Your assignment> All of the data needs to come back exactly as written.
======== Data excerpts ========
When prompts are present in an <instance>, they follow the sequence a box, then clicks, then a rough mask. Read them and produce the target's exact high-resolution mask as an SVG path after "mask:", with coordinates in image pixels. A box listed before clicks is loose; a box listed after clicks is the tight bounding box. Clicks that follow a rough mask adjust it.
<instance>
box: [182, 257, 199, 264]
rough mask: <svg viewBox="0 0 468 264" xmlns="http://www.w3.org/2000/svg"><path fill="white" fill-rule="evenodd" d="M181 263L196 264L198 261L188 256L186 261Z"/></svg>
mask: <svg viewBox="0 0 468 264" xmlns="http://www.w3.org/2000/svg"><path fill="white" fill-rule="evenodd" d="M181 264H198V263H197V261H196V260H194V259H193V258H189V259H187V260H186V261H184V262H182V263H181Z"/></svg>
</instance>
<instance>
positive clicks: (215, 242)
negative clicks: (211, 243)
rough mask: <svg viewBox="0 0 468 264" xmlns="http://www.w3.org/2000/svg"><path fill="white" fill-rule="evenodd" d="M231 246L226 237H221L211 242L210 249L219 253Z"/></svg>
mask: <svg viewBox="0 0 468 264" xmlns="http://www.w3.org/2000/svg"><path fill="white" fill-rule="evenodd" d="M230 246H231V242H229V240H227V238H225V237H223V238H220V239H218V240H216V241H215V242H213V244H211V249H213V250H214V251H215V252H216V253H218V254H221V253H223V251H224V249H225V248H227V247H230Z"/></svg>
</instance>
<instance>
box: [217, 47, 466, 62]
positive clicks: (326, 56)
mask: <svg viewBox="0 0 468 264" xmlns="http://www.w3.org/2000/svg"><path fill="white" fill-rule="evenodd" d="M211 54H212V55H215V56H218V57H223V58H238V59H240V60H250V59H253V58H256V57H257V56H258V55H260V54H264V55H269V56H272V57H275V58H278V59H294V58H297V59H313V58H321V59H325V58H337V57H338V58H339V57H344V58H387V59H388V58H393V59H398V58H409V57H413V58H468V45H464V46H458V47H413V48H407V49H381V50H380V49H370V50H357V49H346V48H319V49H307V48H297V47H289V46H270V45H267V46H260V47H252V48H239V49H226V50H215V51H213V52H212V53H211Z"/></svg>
========
Response for this exercise>
When prompts are present in an <instance>, they follow the sequence a box, then clicks, then a rough mask. Read them and produce the target's exact high-resolution mask as an SVG path after "mask:", with coordinates in image pixels. A box listed before clicks is loose; a box listed after clicks is the tight bounding box. Clicks that follow a rough mask adjust it.
<instance>
box: [182, 257, 199, 264]
rough mask: <svg viewBox="0 0 468 264" xmlns="http://www.w3.org/2000/svg"><path fill="white" fill-rule="evenodd" d="M181 263L196 264L198 261L188 256L186 261Z"/></svg>
mask: <svg viewBox="0 0 468 264" xmlns="http://www.w3.org/2000/svg"><path fill="white" fill-rule="evenodd" d="M181 264H198V263H197V261H196V260H194V259H193V258H189V259H187V260H186V261H184V262H182V263H181Z"/></svg>
</instance>
<instance>
positive clicks: (215, 242)
negative clicks: (211, 243)
rough mask: <svg viewBox="0 0 468 264" xmlns="http://www.w3.org/2000/svg"><path fill="white" fill-rule="evenodd" d="M231 246L226 237H221L211 242L210 249L219 253Z"/></svg>
mask: <svg viewBox="0 0 468 264" xmlns="http://www.w3.org/2000/svg"><path fill="white" fill-rule="evenodd" d="M230 246H231V242H229V240H227V238H225V237H223V238H220V239H218V240H216V241H215V242H213V244H211V249H213V250H214V251H215V252H216V253H218V254H221V253H223V251H224V249H225V248H227V247H230Z"/></svg>
</instance>
<instance>
box: [217, 47, 466, 62]
positive clicks: (326, 56)
mask: <svg viewBox="0 0 468 264" xmlns="http://www.w3.org/2000/svg"><path fill="white" fill-rule="evenodd" d="M211 54H212V55H215V56H218V57H223V58H238V59H240V60H250V59H253V58H256V57H257V56H258V55H260V54H264V55H269V56H272V57H275V58H278V59H294V58H297V59H313V58H321V59H325V58H337V57H338V58H339V57H344V58H387V59H388V58H393V59H398V58H409V57H413V58H468V45H464V46H458V47H413V48H407V49H381V50H380V49H370V50H357V49H346V48H319V49H307V48H297V47H289V46H270V45H267V46H260V47H252V48H239V49H226V50H215V51H213V52H212V53H211Z"/></svg>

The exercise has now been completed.